**Work required:**
From the text on Maryland employer payroll costs, extract the passage from "Hiring in Maryland" to "as salary rises." word for word.

**Excerpt:**
☆ ☆ ☆ ☆ ☆ ☆ ☆

Hiring in Maryland costs more than the wage you advertise. On top of gross pay, an employer owes federal unemployment tax, the employer half of Social Security and Medicare, Maryland state unemployment insurance, and — since mid-2025 — a share of the new FAMLI paid-leave contribution. This calculator adds all of these so you can budget the true cost of an employee.
How it works
Each tax applies to a different slice of wages, and the tool caps every line at the correct base before summing:
FUTA = min(wages, $7,000) × 0.6%
Social Security = min(wages, $176,100) × 6.2%
Medicare = wages × 1.45%
Maryland SUI = min(wages, $8,500) × your rate (default 2.6%)
FAMLI (opt.) = wages × 0.45%
total = sum of the above
The wage bases matter: a high earner still only generates $42 of FUTA and a capped SUI bill, so the employer’s effective tax rate falls as salary rises.
Tips and notes
Use your real assigned SUI rate from the Maryland Department of Labor rather than the new-employer default once you have one — a seasoned employer with low turnover can pay as little as 0.3%, while a high-churn business can pay 7.5%. The FAMLI line is optional because the program began collecting on July 1, 2025; turn it off for a pre-July figure. This tool covers the employer side only — amounts withheld from the employee’s paycheck are a separate matter and are not an employer expense.

☆ ☆ ☆ ☆ ☆ ☆ ☆

[Saved entries]
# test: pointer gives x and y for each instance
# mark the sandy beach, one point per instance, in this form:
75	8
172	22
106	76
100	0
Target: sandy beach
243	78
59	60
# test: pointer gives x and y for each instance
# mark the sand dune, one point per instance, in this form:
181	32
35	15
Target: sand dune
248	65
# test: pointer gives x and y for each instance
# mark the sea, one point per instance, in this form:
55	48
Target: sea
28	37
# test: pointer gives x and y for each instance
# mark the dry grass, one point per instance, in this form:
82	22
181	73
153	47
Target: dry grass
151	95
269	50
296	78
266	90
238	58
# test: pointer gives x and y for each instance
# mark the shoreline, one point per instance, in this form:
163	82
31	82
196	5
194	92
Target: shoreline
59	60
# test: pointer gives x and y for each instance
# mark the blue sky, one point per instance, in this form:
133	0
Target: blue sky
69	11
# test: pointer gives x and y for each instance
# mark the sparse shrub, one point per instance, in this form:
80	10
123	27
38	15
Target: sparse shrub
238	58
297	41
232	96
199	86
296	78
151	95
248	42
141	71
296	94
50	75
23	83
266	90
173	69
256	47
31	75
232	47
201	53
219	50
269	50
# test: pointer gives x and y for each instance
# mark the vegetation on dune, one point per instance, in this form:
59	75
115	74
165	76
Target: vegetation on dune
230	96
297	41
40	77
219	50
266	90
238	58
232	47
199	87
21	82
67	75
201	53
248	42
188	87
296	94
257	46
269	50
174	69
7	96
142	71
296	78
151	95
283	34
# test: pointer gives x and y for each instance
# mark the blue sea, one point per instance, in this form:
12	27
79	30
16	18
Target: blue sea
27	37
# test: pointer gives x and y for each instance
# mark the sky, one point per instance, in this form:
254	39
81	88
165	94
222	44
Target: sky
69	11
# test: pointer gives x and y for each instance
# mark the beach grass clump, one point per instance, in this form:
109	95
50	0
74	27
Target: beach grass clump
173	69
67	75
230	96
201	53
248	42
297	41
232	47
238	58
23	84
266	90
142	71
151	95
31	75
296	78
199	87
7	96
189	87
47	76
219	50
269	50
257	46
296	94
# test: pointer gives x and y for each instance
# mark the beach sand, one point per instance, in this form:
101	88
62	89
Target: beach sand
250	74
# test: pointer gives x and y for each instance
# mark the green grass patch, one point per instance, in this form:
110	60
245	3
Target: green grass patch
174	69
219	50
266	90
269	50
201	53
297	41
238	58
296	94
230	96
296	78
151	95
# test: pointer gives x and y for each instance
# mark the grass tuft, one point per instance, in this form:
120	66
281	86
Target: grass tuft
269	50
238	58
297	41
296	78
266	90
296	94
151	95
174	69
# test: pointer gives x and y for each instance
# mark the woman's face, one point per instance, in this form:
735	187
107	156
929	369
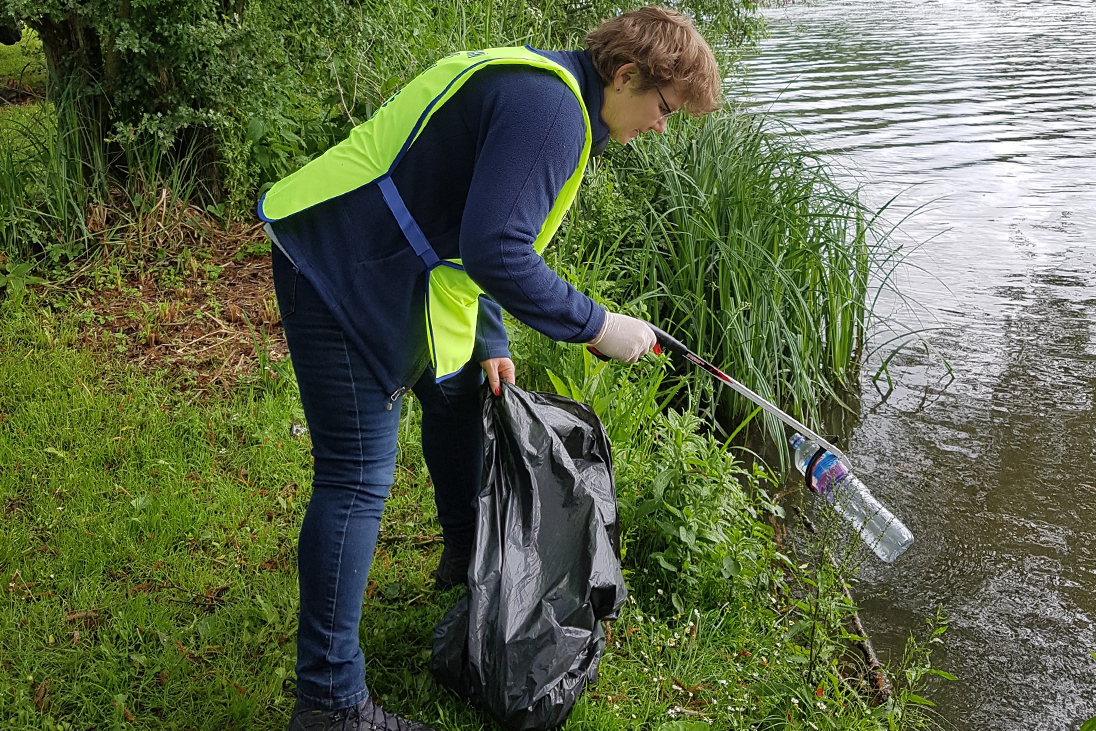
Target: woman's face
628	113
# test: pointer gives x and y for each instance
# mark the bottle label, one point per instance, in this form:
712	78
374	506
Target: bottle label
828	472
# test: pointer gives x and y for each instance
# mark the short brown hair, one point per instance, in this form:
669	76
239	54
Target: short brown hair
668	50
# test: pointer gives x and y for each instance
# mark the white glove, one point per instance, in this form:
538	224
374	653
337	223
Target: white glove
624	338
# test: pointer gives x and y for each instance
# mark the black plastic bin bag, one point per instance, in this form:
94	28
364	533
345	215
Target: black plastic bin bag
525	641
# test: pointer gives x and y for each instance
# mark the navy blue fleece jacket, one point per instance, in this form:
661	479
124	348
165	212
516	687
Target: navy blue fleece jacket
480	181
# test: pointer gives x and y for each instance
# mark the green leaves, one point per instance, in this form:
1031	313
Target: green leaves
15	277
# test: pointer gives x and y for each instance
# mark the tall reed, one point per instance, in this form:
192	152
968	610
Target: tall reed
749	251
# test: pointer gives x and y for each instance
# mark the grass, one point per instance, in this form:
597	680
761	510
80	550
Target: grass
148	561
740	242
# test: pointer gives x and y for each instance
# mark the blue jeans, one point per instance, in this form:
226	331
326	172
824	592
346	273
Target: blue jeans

☆ ☆ ☆ ☆ ☆ ☆ ☆

**Solution for this problem:**
Hiring in Maryland costs more than the wage you advertise. On top of gross pay, an employer owes federal unemployment tax, the employer half of Social Security and Medicare, Maryland state unemployment insurance, and — since mid-2025 — a share of the new FAMLI paid-leave contribution. This calculator adds all of these so you can budget the true cost of an employee.
How it works
Each tax applies to a different slice of wages, and the tool caps every line at the correct base before summing:
FUTA = min(wages, $7,000) × 0.6%
Social Security = min(wages, $176,100) × 6.2%
Medicare = wages × 1.45%
Maryland SUI = min(wages, $8,500) × your rate (default 2.6%)
FAMLI (opt.) = wages × 0.45%
total = sum of the above
The wage bases matter: a high earner still only generates $42 of FUTA and a capped SUI bill, so the employer’s effective tax rate falls as salary rises.